Start of Data section

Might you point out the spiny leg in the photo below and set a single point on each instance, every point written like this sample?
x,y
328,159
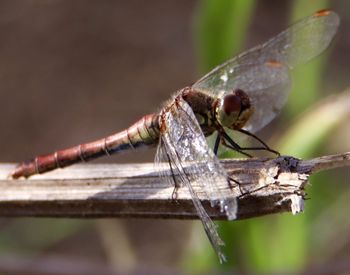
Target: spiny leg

End of Data section
Start of Data section

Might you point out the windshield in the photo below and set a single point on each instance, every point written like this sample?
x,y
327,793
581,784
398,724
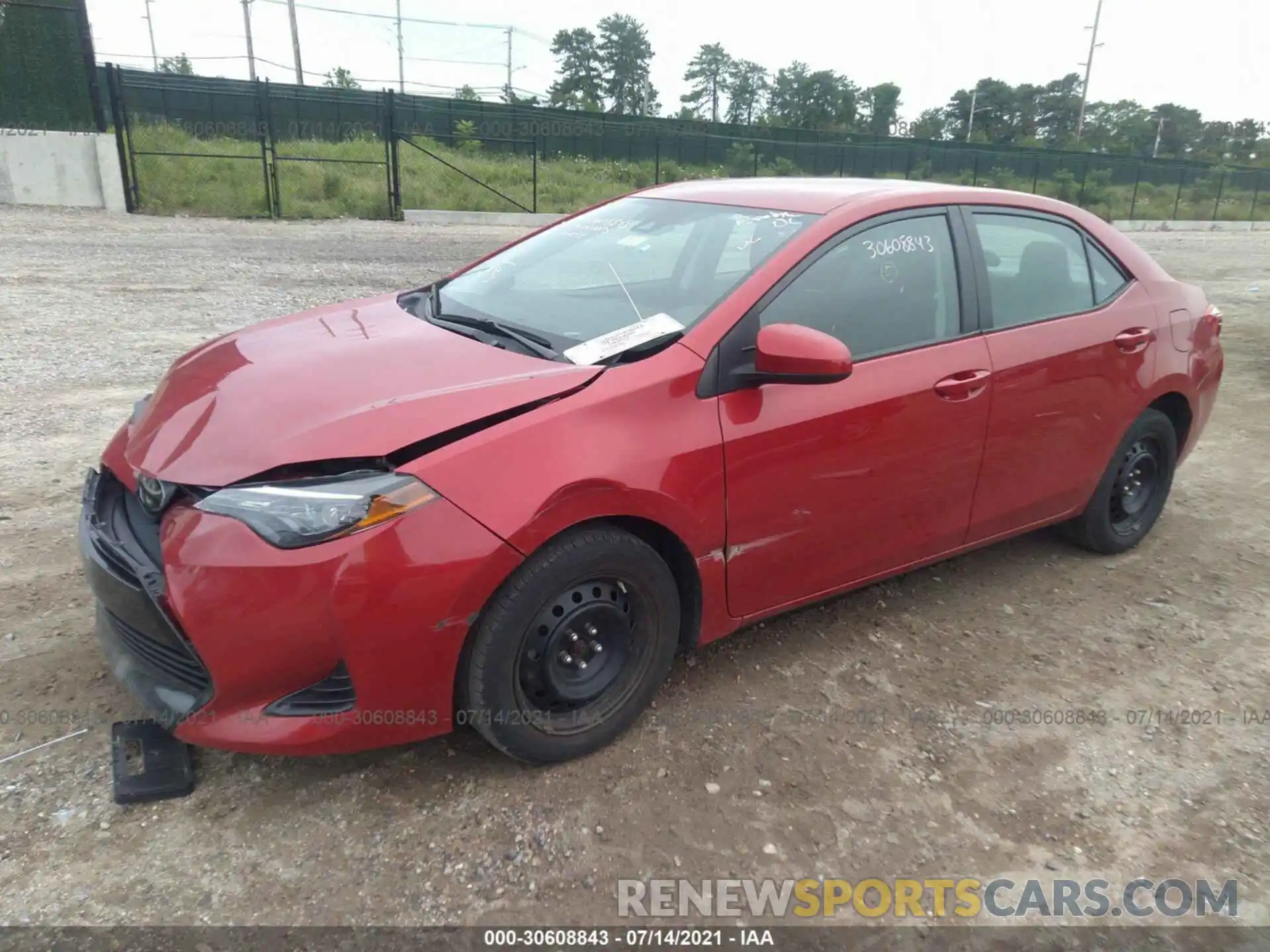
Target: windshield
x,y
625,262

End of Data section
Start of Data section

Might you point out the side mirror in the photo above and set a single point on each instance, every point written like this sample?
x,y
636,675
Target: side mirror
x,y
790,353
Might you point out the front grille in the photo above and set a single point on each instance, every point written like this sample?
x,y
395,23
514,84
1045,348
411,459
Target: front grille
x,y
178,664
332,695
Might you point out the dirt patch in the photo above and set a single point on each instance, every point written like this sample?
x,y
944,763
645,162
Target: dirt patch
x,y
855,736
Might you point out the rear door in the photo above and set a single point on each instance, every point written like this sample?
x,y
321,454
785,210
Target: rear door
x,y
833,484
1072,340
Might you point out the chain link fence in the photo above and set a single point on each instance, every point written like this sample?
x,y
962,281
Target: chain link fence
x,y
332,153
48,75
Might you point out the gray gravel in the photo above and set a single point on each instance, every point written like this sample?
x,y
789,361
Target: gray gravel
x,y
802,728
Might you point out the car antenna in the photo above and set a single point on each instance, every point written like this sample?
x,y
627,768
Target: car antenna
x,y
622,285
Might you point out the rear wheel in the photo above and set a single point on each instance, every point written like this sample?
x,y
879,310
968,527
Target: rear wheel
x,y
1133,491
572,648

End of Data section

*Assignment*: Among the entries above, identify all lines with "point" and copy them.

*Solved exercise*:
Might you point out the spiny leg in the photo below and set a single point on each instance, every point written like this sample?
Might you point out the windshield in the photo below and set a single point on each instance, every point written like this sample?
Might you point out the side mirror in the photo above and set a single point on each instance, every point written like this sample?
Might you point out the front grille in the photo above and set a single point on each instance, every point written like this sample?
Might you point out the dirt patch in the photo above and set a single point on each instance, every point written like this sample?
Might you point out the rear door in the photo above and set a single point on each instance, every point written like this sample?
Might you point out the chain link fence in the photo above and set a single point on each instance, every point written like this sample?
Might you point out the gray gravel in the photo above and set a single point on each instance, every point written like this sample?
Might you point out the car antenna in the photo above and set a single point on each instance, every point written like this sample?
Might you point out the rear wheel in the photo above and set a single point on each instance, every point written like this sample?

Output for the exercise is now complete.